GIVEN RECORDS:
***

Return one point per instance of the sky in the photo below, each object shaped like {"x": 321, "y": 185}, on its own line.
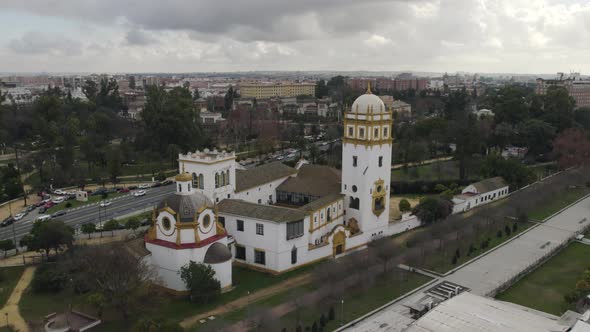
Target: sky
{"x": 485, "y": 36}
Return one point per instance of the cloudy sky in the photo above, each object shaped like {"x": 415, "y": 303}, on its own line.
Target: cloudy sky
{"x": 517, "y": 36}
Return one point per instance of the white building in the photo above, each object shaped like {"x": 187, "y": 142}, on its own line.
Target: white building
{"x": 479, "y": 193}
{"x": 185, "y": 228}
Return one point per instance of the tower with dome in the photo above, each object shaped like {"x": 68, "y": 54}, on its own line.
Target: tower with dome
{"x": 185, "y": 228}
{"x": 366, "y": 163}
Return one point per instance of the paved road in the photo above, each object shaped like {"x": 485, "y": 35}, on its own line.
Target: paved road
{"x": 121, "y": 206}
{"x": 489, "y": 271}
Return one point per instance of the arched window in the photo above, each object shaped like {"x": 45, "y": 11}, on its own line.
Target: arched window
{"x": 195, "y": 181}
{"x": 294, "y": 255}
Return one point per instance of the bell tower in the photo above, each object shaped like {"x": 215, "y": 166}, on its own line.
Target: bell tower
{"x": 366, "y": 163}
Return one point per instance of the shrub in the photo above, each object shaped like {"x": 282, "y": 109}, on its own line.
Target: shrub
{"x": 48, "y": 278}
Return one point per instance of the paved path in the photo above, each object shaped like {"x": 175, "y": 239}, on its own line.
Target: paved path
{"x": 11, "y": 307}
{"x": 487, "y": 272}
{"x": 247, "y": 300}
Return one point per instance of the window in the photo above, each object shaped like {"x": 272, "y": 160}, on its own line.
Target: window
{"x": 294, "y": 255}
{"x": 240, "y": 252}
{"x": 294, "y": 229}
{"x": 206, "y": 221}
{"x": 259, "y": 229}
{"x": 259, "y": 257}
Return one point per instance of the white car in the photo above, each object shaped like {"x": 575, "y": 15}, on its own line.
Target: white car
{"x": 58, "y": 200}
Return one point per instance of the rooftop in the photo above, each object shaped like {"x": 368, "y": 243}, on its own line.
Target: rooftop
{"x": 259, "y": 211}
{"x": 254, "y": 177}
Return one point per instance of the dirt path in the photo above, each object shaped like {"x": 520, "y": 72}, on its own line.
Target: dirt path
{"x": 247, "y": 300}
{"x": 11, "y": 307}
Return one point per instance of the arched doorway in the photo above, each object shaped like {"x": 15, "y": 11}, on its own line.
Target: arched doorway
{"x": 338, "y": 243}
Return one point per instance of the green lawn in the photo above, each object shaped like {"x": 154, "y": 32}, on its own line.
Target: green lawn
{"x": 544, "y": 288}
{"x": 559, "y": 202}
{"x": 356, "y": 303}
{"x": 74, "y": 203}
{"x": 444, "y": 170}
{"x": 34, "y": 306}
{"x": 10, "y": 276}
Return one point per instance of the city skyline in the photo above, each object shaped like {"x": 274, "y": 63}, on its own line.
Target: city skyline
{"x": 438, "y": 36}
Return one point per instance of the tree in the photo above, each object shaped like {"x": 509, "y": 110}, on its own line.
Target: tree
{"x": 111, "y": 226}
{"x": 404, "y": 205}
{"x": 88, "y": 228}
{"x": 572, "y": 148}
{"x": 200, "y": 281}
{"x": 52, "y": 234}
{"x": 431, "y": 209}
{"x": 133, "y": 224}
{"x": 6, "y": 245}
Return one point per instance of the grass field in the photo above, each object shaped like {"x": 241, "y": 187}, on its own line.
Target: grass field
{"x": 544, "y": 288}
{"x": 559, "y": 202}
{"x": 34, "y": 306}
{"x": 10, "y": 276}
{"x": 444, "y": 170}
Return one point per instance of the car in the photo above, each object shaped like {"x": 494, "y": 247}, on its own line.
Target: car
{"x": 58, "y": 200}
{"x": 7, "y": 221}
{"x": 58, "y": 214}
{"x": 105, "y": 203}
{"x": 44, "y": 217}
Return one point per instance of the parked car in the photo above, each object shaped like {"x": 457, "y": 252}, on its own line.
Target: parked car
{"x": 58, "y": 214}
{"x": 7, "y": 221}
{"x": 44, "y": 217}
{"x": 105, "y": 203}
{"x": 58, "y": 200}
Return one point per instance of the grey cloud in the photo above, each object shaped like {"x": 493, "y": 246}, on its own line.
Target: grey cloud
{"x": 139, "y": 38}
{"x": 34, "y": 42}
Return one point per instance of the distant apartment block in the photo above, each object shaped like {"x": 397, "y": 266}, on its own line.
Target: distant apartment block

***

EXERCISE BRIEF:
Reproduce these records exactly, but not the pictures.

RESPONSE:
Return one point per instance of the sky in the photo below, each object shaped like {"x": 321, "y": 185}, on its own line.
Target: sky
{"x": 485, "y": 36}
Return one point per instance of the cloudy sky in the photo above, each object shaped like {"x": 415, "y": 303}, on its own line.
Target: cloudy sky
{"x": 517, "y": 36}
Return one point per instance of the white building in the photo above, each object shaped like {"x": 187, "y": 142}, on its own line.
Target: white building
{"x": 479, "y": 193}
{"x": 185, "y": 228}
Return one point per instance of the tower with dome in the photo above, each object shaped like {"x": 68, "y": 54}, on its own line.
Target: tower with dome
{"x": 185, "y": 228}
{"x": 366, "y": 163}
Return one point per instance of the paved road in the photo above, each object shaped like {"x": 485, "y": 35}, on its own line.
Target: paved road
{"x": 121, "y": 206}
{"x": 489, "y": 271}
Return one point per instance of the arched window in the photo above, each object shaped like {"x": 45, "y": 11}, on its own line.
Target: arched window
{"x": 195, "y": 181}
{"x": 294, "y": 255}
Return one point per instance of the bell tower in the photo above, each object shaped like {"x": 215, "y": 166}, on its own line.
Target: bell tower
{"x": 366, "y": 163}
Return one point per instance of the shrub in the photo above, each object shaped like {"x": 282, "y": 109}, on its own line.
Target: shrub
{"x": 48, "y": 278}
Return one point per instance of the paved path in the photo above, each object shaped like {"x": 175, "y": 239}, on its own line.
Target: paved path
{"x": 11, "y": 307}
{"x": 487, "y": 272}
{"x": 247, "y": 300}
Return one point per instance of the window in the photo above, each object shaped like {"x": 272, "y": 160}, on its own line.
Target: window
{"x": 294, "y": 255}
{"x": 240, "y": 252}
{"x": 294, "y": 229}
{"x": 206, "y": 221}
{"x": 259, "y": 229}
{"x": 259, "y": 257}
Return one point per instance of the white car in the photo above, each object shaped like {"x": 575, "y": 15}, on its own line.
Target: white car
{"x": 58, "y": 200}
Return one point per instance of the rooftop in the photo above, each object shaped like {"x": 368, "y": 243}, on its own line.
Target: rooftop
{"x": 259, "y": 211}
{"x": 254, "y": 177}
Return one point per instance of the dirt path in the photo above, each object shaped like {"x": 520, "y": 72}, on its own line.
Target: dirt path
{"x": 247, "y": 300}
{"x": 11, "y": 307}
Return one point per instance of the arched doorway in the photo above, each object shaped like {"x": 15, "y": 11}, on its own line.
Target: arched doorway
{"x": 338, "y": 243}
Return one point per instance of the green lawn in the photo above, each object shaped like {"x": 154, "y": 32}, on its own line.
Target: green lawn
{"x": 544, "y": 288}
{"x": 559, "y": 202}
{"x": 356, "y": 303}
{"x": 74, "y": 203}
{"x": 444, "y": 170}
{"x": 34, "y": 306}
{"x": 10, "y": 276}
Return one point per instance of the city skyline in the photo above, each object shaped like {"x": 274, "y": 63}, on its own line.
Target: city skyline
{"x": 438, "y": 36}
Return one point per instance of the tree in the photo above, each object shaped like {"x": 509, "y": 110}, on its own line.
Target: tree
{"x": 111, "y": 226}
{"x": 404, "y": 205}
{"x": 88, "y": 228}
{"x": 572, "y": 148}
{"x": 200, "y": 281}
{"x": 52, "y": 234}
{"x": 431, "y": 209}
{"x": 133, "y": 224}
{"x": 6, "y": 245}
Return one point per instance of the grass field in the photo above, each object shaped like {"x": 241, "y": 187}, on its own line.
Target: grass field
{"x": 544, "y": 288}
{"x": 559, "y": 202}
{"x": 34, "y": 306}
{"x": 10, "y": 276}
{"x": 444, "y": 170}
Return one point per instance of the car in the photo above, each object shaped like {"x": 494, "y": 247}, on its own line.
Target: car
{"x": 58, "y": 200}
{"x": 7, "y": 221}
{"x": 58, "y": 214}
{"x": 105, "y": 203}
{"x": 44, "y": 217}
Return one point per instance of the parked car in the photo above, each object shaped like {"x": 457, "y": 252}, on its own line.
Target: parked car
{"x": 58, "y": 214}
{"x": 7, "y": 221}
{"x": 44, "y": 217}
{"x": 105, "y": 203}
{"x": 58, "y": 200}
Return one point per instance of the grey cloud in the photo above, each object shaped like {"x": 493, "y": 246}, on its own line.
Target: grey cloud
{"x": 139, "y": 38}
{"x": 34, "y": 42}
Return one point per instance of the distant apartment block in the photo above, each object shaped like {"x": 397, "y": 266}, on its own line.
Target: distant apartment block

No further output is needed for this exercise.